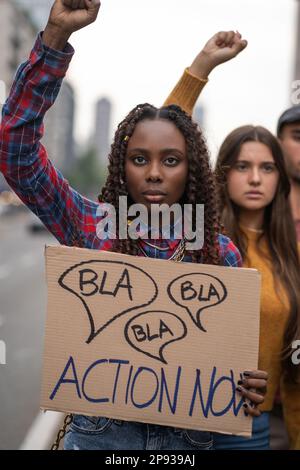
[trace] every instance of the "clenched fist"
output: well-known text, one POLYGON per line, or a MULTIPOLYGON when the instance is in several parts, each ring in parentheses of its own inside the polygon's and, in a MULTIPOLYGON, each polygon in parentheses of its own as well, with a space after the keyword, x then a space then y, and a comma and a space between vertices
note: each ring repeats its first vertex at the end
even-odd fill
POLYGON ((75 31, 93 23, 100 9, 100 0, 55 0, 43 33, 43 43, 63 50, 75 31))
POLYGON ((190 72, 205 78, 218 65, 236 57, 247 41, 236 31, 220 31, 205 44, 190 67, 190 72))
POLYGON ((56 0, 48 23, 72 34, 93 23, 98 15, 100 0, 56 0))
POLYGON ((247 41, 236 31, 221 31, 215 34, 202 49, 211 65, 216 67, 236 57, 247 47, 247 41))
POLYGON ((76 10, 77 8, 85 8, 85 0, 77 0, 75 2, 72 2, 72 0, 63 0, 63 4, 73 10, 76 10))

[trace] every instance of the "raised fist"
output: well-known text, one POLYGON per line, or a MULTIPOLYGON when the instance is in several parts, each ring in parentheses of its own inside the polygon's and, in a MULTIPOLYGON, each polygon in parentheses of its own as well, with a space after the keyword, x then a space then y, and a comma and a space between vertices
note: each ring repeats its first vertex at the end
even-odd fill
POLYGON ((48 24, 72 34, 93 23, 100 9, 100 0, 55 0, 48 24))
POLYGON ((202 54, 216 67, 236 57, 245 47, 247 41, 238 31, 221 31, 205 44, 202 54))
POLYGON ((200 78, 206 78, 215 67, 236 57, 247 44, 238 31, 220 31, 205 44, 189 70, 200 78))
POLYGON ((85 0, 77 0, 77 1, 63 0, 63 4, 66 7, 72 8, 72 10, 83 9, 86 7, 85 0))

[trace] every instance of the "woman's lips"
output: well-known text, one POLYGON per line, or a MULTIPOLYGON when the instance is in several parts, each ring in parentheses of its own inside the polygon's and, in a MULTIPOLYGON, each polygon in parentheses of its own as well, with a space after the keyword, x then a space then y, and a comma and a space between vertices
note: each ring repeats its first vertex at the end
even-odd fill
POLYGON ((249 199, 260 199, 263 196, 263 194, 257 191, 253 191, 253 192, 249 191, 248 193, 246 193, 246 196, 249 199))
POLYGON ((160 202, 166 197, 165 194, 144 194, 144 198, 149 202, 160 202))
POLYGON ((166 197, 166 193, 160 189, 147 189, 143 192, 144 198, 149 202, 160 202, 166 197))

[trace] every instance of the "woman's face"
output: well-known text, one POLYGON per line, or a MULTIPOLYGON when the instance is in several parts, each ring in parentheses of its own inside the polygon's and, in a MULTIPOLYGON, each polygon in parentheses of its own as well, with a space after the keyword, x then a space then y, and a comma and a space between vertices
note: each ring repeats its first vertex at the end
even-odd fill
POLYGON ((246 142, 228 172, 227 190, 241 209, 263 210, 274 199, 278 180, 271 150, 260 142, 246 142))
POLYGON ((144 120, 129 139, 125 177, 135 203, 172 205, 182 197, 188 178, 188 157, 182 133, 170 121, 144 120))

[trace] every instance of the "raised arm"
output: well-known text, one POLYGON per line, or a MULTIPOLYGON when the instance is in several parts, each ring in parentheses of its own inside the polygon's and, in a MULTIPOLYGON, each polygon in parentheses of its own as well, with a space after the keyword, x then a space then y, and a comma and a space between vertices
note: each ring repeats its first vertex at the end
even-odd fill
POLYGON ((247 46, 239 32, 221 31, 215 34, 197 54, 164 102, 164 106, 177 104, 188 114, 193 113, 196 101, 208 82, 212 70, 236 57, 247 46))
POLYGON ((44 115, 58 95, 74 53, 67 41, 72 32, 95 21, 100 4, 85 0, 85 9, 73 11, 73 2, 65 3, 69 6, 55 1, 45 31, 19 67, 3 107, 0 171, 59 242, 73 245, 75 233, 96 210, 96 203, 70 187, 48 159, 40 139, 44 115))

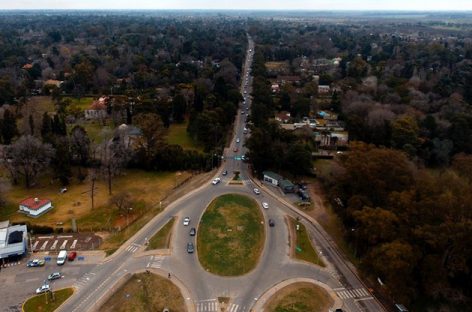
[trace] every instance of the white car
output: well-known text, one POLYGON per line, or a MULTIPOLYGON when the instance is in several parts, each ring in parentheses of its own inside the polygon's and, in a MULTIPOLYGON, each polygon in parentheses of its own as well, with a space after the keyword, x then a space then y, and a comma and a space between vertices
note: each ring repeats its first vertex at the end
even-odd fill
POLYGON ((236 143, 239 143, 239 142, 240 142, 240 140, 239 140, 239 138, 237 138, 237 139, 236 139, 236 143))
POLYGON ((220 178, 214 178, 213 181, 211 181, 211 184, 213 185, 217 185, 218 183, 221 182, 221 179, 220 178))
POLYGON ((48 284, 44 284, 41 287, 36 289, 36 293, 37 294, 42 294, 43 292, 47 292, 47 291, 50 291, 50 290, 51 290, 51 287, 49 287, 48 284))
POLYGON ((190 217, 185 217, 184 218, 184 225, 187 226, 190 224, 190 217))
POLYGON ((266 203, 266 202, 262 202, 262 207, 263 207, 264 209, 269 209, 269 204, 266 203))
POLYGON ((256 195, 259 195, 259 194, 261 193, 261 191, 259 191, 259 189, 258 189, 258 188, 254 188, 254 190, 253 190, 253 191, 254 191, 254 194, 256 194, 256 195))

Task item.
Wherever the string "trace" appears in a line of the records, copy that line.

Final answer.
[trace] every instance of the "clenched fist"
[trace] every instance of the "raised fist"
[trace] every instance of the "woman's lips"
[trace] every instance of the "woman's face"
[trace] every instance of the "raised arm"
[trace] every instance of the white car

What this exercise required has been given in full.